>> BEGIN PROVIDED PASSAGE

Paris – Ile De France

Orsay Museum – Musee Orsay – Impressionists

This page was updated on: Sunday, April 7, 2019 at: 6:46 pm

Orsay Museum – Evolution of French art from 1848 to 1914

The Orsay Museum was founded in a former railway station and the late President Mitterrand inaugurated it in 1986.

The museum traces the evolution of French art and society from 1848 to 1914.

It therefore offers exhibitions of architecture, sculpture, literature and opera.

It also displays exhibits from the Musée de l’Orangerie and the Jeu de Paume in the Tuileries.

The collections are absolutely amazing and varied.

The Impressionist collections are among the best in the world.

Sculptural exhibits outside the Orsay Museum

As you queue to enter the museum, you’ll notice several statues exhibited on the esplanade.

They were all created for the gardens of the Trocadéro Palace on the occasion of the Universal Exhibition of 1878.

They were transferred to Orsay in the mid 1980′s.

The small wall that delineates the southern side of the esplanade serves as pedestal for The Six Continents.

This series of 6 allegorical statues represent women; each embodies a continent.

You’ll recognize Europe by the sculptor Alexandre Schoenewerk; Asia by Alexandre Falguière; Africa by Eugène Delaplanche; North America by Ernest Eugène Hiolle; South America by Aimé Millet and Oceania by Mathurin Moreau.

The statues fell into oblivion and remained stored for years in the city of Nantes.

However, the Orsay Museum acquired them against a painting by Sisley, which is now exhibited in the Musée des Beaux Arts de Nantes.

A series of spectacular animal statues adorn the north side of the esplanade.

Emmanuel Frémiet sculpted the ‘Young elephant caught in a trap’; Alfred Jacquemart the ‘Rhinoceros’ and Pierre-Louis Rouillard the ‘Horse with harrow’.

N.B. You’ll need half a day at least to fully visit it.

The museum offers excellent facilities and the restaurant boasts fantastic views over the Louvre and Northern Paris.

Photos are now allowed, however, the use of the flash, poles and tripods for selfies remains reserved to professionals.

>> END PROVIDED PASSAGE
>> BEGIN DATA LISTING

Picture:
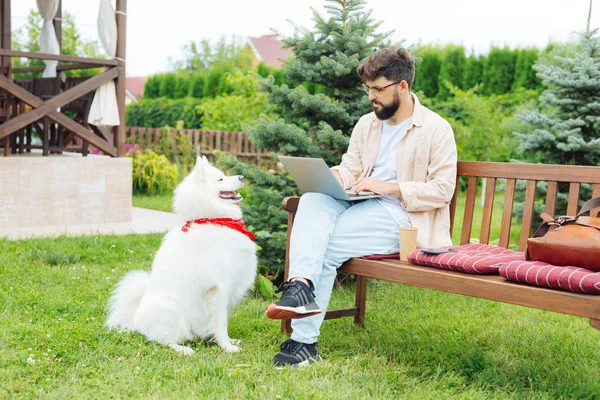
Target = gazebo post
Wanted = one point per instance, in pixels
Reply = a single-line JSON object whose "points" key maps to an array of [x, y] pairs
{"points": [[58, 26], [121, 15], [6, 44]]}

>> END DATA LISTING

— EXERCISE —
Reproduce the Orsay Museum text above word for word, in full.

— COMPLETE RESPONSE —
Paris – Ile De France

Orsay Museum – Musee Orsay – Impressionists

This page was updated on: Sunday, April 7, 2019 at: 6:46 pm

Orsay Museum – Evolution of French art from 1848 to 1914

The Orsay Museum was founded in a former railway station and the late President Mitterrand inaugurated it in 1986.

The museum traces the evolution of French art and society from 1848 to 1914.

It therefore offers exhibitions of architecture, sculpture, literature and opera.

It also displays exhibits from the Musée de l’Orangerie and the Jeu de Paume in the Tuileries.

The collections are absolutely amazing and varied.

The Impressionist collections are among the best in the world.

Sculptural exhibits outside the Orsay Museum

As you queue to enter the museum, you’ll notice several statues exhibited on the esplanade.

They were all created for the gardens of the Trocadéro Palace on the occasion of the Universal Exhibition of 1878.

They were transferred to Orsay in the mid 1980′s.

The small wall that delineates the southern side of the esplanade serves as pedestal for The Six Continents.

This series of 6 allegorical statues represent women; each embodies a continent.

You’ll recognize Europe by the sculptor Alexandre Schoenewerk; Asia by Alexandre Falguière; Africa by Eugène Delaplanche; North America by Ernest Eugène Hiolle; South America by Aimé Millet and Oceania by Mathurin Moreau.

The statues fell into oblivion and remained stored for years in the city of Nantes.

However, the Orsay Museum acquired them against a painting by Sisley, which is now exhibited in the Musée des Beaux Arts de Nantes.

A series of spectacular animal statues adorn the north side of the esplanade.

Emmanuel Frémiet sculpted the ‘Young elephant caught in a trap’; Alfred Jacquemart the ‘Rhinoceros’ and Pierre-Louis Rouillard the ‘Horse with harrow’.

N.B. You’ll need half a day at least to fully visit it.

The museum offers excellent facilities and the restaurant boasts fantastic views over the Louvre and Northern Paris.

Photos are now allowed, however, the use of the flash, poles and tripods for selfies remains reserved to professionals.